[Point annotation dataset records]

....................

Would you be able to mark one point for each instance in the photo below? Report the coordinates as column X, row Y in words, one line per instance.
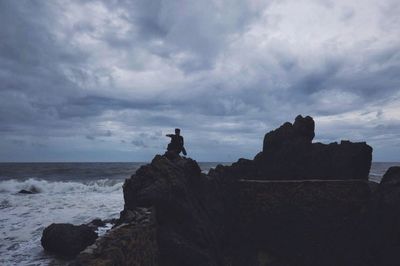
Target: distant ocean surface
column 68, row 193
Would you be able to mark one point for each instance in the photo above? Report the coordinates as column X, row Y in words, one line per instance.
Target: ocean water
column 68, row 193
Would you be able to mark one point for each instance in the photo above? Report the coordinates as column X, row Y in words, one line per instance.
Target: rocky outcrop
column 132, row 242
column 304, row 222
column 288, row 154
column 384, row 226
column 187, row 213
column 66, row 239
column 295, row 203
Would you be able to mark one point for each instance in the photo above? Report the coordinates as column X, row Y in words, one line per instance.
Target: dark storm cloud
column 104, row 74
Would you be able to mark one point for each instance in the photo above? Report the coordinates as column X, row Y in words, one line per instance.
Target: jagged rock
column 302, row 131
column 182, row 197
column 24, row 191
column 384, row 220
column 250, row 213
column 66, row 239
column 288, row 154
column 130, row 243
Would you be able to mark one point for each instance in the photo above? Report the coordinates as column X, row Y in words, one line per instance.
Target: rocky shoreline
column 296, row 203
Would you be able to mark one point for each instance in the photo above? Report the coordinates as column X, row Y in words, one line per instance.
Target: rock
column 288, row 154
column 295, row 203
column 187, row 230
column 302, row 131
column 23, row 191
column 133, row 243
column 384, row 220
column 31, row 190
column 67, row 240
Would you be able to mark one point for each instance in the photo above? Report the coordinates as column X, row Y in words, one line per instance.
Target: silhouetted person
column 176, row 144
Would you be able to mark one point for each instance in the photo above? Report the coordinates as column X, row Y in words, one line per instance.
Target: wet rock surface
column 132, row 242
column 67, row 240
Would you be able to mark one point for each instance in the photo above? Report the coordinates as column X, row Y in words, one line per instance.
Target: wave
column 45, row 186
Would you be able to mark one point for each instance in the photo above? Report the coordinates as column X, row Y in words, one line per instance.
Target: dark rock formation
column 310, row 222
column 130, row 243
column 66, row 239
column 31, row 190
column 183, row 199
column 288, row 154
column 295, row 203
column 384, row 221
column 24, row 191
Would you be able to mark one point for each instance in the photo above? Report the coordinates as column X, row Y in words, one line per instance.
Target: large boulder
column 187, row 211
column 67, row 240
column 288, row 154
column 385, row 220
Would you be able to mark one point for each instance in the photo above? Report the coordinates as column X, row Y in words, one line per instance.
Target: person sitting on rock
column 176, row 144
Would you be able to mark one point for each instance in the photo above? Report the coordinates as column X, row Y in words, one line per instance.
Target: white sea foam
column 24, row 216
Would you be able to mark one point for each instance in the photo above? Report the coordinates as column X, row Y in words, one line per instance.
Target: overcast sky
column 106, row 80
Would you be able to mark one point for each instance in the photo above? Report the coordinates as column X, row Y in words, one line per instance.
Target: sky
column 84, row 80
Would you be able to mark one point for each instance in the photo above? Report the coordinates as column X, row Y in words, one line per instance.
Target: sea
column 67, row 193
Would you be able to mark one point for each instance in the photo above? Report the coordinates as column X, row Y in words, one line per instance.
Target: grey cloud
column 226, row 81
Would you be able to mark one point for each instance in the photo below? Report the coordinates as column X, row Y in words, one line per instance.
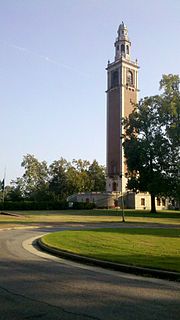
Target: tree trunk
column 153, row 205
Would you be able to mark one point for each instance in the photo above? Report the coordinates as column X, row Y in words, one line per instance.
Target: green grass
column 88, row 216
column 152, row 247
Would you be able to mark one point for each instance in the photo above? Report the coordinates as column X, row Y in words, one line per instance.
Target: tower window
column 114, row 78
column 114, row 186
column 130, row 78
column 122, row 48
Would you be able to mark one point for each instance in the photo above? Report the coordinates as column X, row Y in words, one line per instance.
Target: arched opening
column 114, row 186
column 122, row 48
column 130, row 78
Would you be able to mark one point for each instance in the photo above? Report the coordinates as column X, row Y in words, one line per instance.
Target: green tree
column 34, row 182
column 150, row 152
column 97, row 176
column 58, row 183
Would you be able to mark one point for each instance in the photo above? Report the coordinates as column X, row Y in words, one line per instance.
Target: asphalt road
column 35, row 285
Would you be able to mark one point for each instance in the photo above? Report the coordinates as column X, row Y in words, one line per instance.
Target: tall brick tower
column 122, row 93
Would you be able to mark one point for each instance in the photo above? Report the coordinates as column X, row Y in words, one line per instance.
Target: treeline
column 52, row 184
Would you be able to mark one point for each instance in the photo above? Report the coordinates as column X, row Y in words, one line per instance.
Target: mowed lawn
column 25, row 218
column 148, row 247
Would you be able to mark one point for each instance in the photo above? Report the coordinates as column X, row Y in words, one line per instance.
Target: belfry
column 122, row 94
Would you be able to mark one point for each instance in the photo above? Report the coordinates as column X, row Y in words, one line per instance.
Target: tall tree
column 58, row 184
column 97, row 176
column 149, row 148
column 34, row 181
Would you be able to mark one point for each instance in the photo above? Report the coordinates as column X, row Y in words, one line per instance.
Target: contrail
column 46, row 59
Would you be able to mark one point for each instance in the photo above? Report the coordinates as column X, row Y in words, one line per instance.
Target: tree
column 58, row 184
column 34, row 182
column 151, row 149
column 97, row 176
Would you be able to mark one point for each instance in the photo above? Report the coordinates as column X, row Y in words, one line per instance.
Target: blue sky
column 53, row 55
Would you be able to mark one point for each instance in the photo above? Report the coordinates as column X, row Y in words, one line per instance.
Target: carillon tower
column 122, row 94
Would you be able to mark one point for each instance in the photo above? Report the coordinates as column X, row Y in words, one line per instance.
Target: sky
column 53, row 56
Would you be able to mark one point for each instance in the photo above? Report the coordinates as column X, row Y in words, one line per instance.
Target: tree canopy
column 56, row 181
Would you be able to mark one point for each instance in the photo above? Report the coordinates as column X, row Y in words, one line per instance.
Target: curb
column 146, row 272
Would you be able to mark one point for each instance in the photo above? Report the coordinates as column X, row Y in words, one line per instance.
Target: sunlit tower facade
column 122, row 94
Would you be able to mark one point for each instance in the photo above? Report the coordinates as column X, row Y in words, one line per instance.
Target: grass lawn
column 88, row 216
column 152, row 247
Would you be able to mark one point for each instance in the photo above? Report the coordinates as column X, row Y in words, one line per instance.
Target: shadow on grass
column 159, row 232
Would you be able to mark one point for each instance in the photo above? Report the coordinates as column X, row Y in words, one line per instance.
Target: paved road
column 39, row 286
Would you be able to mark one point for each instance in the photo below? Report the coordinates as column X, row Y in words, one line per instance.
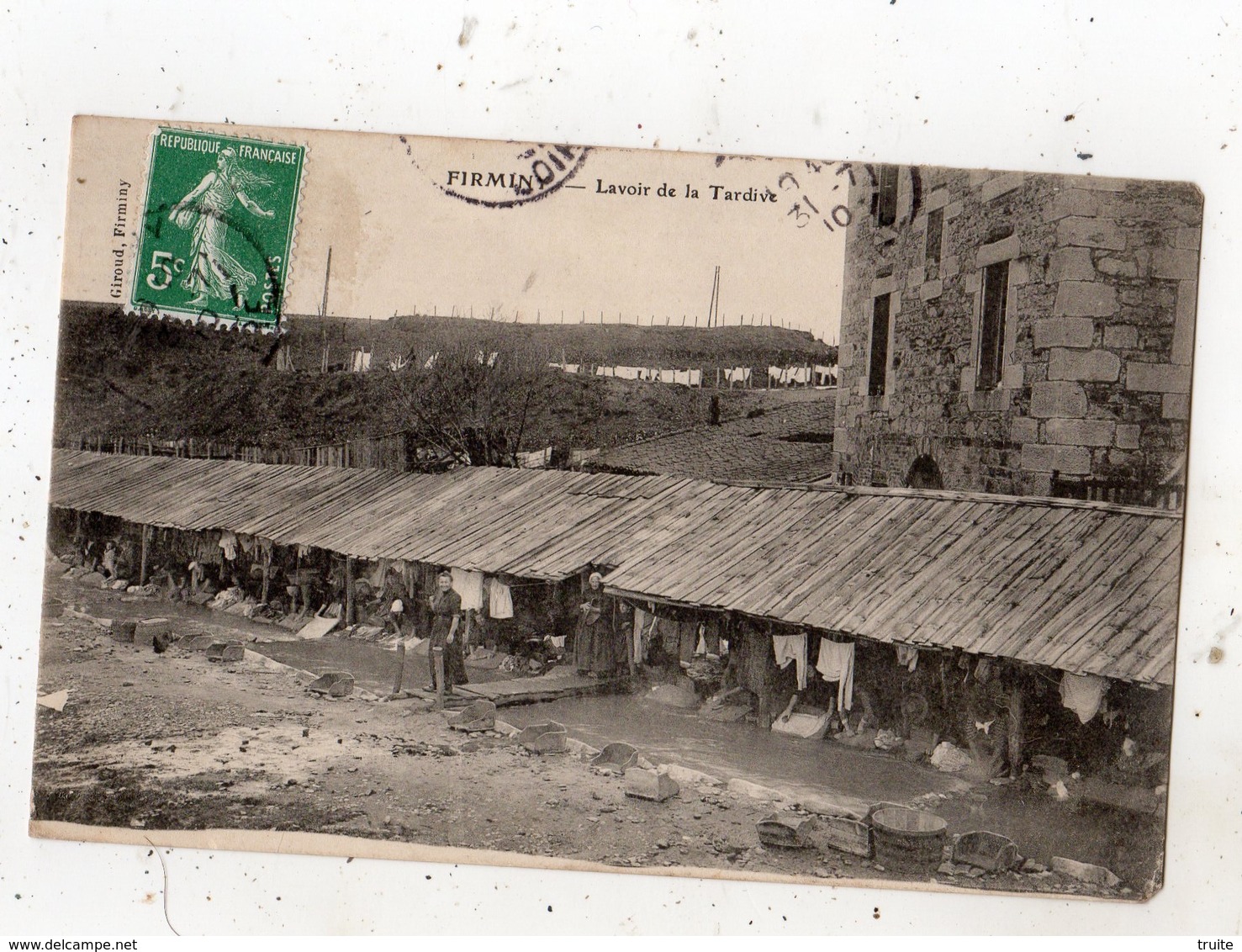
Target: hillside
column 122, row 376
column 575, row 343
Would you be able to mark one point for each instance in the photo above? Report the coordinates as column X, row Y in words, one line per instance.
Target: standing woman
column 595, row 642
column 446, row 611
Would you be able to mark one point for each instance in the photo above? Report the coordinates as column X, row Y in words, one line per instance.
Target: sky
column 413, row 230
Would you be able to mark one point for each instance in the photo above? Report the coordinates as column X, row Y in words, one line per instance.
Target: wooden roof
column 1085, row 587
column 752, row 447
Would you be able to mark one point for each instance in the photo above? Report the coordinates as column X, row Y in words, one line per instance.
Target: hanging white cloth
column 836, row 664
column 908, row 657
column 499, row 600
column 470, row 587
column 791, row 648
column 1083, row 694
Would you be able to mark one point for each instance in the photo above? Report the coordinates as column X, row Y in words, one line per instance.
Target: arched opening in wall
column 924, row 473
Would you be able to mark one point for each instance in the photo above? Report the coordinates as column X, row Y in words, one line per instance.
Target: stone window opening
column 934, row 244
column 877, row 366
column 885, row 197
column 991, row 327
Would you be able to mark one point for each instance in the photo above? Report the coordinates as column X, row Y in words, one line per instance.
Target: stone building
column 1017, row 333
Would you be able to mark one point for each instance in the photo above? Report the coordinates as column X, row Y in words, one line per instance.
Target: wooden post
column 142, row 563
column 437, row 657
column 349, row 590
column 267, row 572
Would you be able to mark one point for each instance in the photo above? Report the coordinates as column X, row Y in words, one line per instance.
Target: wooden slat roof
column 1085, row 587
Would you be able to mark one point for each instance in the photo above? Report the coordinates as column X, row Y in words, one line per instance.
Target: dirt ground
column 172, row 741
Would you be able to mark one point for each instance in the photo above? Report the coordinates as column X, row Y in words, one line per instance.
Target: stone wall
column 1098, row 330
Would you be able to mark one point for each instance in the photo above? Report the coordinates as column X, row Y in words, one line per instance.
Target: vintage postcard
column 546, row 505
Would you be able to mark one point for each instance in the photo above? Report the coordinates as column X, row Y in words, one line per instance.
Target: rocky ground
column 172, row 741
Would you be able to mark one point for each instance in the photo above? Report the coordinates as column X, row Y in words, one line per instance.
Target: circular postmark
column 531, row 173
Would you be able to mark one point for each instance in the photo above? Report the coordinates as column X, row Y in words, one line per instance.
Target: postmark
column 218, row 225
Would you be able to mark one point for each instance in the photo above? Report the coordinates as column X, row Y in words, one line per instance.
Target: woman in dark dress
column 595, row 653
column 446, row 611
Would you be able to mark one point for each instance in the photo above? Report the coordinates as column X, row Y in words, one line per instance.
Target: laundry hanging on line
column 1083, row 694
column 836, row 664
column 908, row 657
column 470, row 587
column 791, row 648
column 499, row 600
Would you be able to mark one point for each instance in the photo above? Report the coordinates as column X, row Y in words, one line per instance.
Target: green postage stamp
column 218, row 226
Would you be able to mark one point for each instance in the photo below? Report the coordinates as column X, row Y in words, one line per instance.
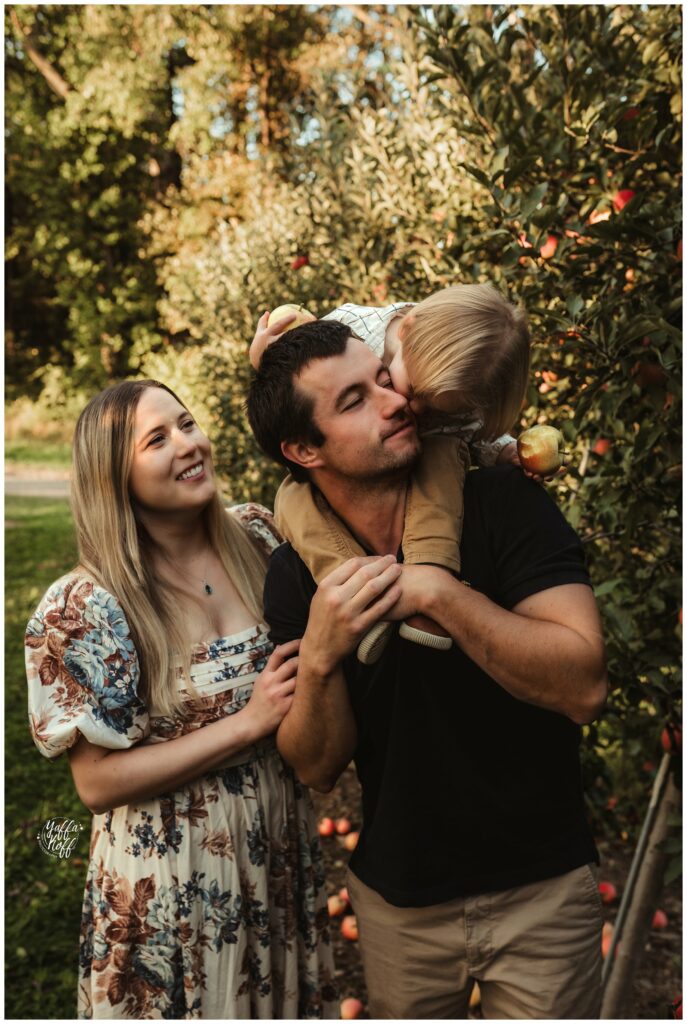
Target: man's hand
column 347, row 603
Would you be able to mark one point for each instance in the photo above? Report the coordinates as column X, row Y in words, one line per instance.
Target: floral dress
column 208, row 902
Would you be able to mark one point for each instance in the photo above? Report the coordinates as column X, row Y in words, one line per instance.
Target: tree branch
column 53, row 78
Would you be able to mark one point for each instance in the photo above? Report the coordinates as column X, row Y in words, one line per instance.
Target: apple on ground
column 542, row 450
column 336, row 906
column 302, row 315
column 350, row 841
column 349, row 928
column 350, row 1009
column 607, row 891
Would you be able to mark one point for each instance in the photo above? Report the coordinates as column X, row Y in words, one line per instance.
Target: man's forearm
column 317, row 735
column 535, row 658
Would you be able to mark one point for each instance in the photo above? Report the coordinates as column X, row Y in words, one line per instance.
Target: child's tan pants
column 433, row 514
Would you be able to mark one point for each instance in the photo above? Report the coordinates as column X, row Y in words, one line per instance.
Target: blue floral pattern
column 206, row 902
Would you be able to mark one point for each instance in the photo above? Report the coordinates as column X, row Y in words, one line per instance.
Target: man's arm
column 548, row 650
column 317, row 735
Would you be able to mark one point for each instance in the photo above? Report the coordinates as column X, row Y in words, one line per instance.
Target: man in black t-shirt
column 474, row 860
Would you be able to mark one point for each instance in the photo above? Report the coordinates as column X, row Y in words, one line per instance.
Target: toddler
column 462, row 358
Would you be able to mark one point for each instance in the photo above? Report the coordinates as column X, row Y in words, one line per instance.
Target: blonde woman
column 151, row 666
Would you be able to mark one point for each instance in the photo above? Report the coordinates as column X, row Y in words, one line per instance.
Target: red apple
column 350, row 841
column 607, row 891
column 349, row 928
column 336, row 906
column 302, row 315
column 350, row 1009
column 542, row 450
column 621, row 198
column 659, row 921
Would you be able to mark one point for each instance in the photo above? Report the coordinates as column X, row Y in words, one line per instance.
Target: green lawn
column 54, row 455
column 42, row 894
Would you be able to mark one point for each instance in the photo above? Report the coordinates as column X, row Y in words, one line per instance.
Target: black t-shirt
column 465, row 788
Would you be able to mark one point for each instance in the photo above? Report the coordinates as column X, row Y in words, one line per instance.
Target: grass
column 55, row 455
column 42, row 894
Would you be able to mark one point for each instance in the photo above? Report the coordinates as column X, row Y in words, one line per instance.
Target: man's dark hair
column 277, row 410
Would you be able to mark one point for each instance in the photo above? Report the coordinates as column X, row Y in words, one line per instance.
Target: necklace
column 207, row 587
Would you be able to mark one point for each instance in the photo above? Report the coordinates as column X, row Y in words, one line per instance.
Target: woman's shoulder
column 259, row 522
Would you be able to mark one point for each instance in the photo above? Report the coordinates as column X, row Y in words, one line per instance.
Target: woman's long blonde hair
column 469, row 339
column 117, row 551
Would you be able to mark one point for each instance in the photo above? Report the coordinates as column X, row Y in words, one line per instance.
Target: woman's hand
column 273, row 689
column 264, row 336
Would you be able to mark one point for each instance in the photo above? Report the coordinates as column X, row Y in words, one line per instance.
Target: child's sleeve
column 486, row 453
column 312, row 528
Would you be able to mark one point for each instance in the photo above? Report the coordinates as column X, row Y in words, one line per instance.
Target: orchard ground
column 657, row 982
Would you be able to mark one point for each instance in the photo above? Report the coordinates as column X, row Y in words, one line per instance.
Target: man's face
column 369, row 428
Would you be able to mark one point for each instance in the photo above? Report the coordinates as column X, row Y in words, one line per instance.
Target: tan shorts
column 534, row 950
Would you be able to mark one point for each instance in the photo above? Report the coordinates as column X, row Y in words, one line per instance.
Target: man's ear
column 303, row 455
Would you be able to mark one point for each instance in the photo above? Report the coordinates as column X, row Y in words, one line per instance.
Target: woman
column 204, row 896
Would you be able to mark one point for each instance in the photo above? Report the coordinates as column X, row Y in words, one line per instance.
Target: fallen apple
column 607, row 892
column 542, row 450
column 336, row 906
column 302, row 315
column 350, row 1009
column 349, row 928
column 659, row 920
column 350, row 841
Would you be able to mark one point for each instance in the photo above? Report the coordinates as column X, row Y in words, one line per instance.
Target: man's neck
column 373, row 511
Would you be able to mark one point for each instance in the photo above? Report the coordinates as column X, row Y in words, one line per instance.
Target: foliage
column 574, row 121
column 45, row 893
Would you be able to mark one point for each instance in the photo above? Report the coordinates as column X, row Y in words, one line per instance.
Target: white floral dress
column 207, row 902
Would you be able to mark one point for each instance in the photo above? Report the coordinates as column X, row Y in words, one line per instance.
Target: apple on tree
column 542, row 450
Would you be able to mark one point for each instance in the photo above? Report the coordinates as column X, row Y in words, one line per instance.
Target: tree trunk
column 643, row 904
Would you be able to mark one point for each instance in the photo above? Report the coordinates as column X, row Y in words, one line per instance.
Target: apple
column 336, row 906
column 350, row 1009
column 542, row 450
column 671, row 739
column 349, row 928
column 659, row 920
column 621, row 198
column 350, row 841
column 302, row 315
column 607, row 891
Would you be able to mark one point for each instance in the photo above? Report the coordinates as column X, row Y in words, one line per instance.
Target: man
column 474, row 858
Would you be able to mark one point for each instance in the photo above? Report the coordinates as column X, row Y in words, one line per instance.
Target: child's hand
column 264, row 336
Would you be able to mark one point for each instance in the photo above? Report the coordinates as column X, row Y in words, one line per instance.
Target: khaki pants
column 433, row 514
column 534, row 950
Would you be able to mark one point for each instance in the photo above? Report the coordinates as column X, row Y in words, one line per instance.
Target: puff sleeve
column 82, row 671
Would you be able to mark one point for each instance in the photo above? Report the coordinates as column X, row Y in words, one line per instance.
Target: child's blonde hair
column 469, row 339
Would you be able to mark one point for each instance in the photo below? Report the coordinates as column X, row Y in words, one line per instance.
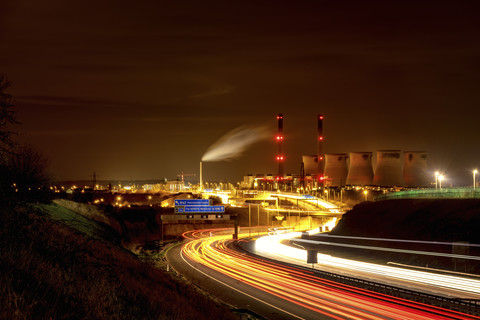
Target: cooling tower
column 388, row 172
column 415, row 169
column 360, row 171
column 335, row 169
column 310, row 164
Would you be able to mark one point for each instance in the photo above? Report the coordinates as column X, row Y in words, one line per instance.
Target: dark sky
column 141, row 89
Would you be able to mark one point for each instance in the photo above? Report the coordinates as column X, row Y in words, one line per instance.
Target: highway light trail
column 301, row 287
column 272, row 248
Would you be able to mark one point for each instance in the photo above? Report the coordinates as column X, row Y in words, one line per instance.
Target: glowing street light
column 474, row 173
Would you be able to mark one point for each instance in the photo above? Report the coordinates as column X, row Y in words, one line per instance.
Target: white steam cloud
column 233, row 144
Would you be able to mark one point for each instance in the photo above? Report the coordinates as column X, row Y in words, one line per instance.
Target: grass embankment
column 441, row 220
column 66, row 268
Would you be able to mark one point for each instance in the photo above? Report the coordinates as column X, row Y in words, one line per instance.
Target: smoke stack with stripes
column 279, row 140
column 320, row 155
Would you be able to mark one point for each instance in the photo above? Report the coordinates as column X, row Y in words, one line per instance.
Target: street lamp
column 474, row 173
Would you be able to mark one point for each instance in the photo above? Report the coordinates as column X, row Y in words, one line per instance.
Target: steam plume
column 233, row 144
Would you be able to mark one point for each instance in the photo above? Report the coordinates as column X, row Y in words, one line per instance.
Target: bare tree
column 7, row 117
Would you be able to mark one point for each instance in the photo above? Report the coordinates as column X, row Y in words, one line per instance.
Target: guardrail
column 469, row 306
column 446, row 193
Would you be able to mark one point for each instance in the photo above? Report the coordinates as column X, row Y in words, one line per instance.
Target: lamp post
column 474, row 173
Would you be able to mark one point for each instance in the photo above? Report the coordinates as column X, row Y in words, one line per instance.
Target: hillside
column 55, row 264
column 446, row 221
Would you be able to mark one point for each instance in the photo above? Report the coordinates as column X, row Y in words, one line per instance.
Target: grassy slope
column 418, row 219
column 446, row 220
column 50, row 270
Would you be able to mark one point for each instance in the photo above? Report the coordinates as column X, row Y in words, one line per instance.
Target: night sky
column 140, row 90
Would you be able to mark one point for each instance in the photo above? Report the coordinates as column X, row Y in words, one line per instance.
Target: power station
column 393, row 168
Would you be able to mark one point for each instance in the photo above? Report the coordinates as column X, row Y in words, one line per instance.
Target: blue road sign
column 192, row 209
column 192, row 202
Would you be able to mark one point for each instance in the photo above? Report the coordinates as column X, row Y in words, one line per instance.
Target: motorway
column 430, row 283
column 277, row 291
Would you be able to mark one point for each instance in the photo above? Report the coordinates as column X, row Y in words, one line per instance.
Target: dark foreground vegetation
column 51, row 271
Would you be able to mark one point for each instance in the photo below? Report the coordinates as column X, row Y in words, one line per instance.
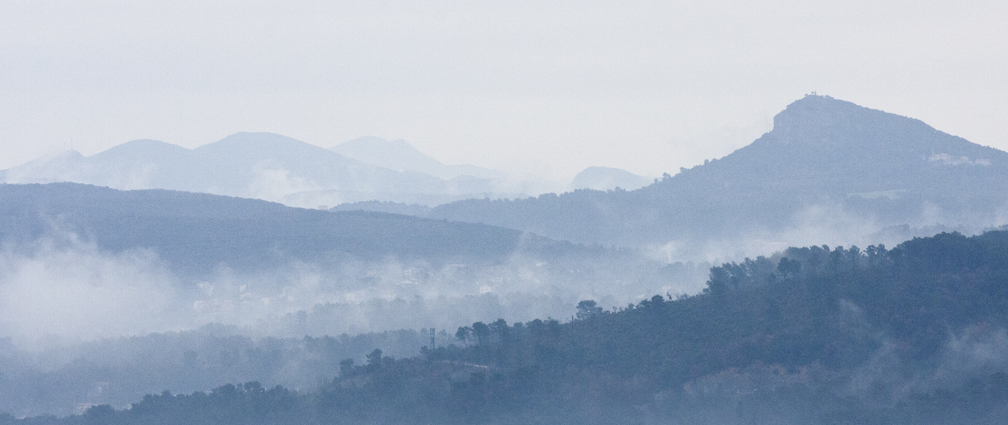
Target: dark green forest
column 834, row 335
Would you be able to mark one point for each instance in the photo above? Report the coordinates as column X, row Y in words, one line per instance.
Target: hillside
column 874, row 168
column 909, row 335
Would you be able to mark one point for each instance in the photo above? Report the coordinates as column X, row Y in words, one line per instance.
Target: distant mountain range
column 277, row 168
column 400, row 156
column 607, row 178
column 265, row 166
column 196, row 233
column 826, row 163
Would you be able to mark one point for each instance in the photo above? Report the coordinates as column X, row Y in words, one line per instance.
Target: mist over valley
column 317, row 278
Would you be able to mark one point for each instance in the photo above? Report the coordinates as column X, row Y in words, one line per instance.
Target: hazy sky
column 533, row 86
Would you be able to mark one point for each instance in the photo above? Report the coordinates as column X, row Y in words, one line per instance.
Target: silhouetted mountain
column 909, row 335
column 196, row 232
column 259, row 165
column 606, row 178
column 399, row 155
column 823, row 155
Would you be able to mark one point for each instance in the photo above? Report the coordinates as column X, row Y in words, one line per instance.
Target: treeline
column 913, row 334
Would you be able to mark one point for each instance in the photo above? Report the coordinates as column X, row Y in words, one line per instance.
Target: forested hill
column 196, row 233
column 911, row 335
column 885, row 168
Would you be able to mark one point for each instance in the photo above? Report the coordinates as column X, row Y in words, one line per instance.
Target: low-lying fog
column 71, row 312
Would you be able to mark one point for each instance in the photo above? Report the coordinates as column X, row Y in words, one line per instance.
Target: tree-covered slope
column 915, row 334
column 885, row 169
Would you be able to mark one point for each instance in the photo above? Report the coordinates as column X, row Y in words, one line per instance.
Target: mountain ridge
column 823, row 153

....................

Exercise instructions: Please list every line of the entries above that contains the string "dress". Case counts.

The answer:
Target: woman in dark dress
Target: floral dress
Target: white floral dress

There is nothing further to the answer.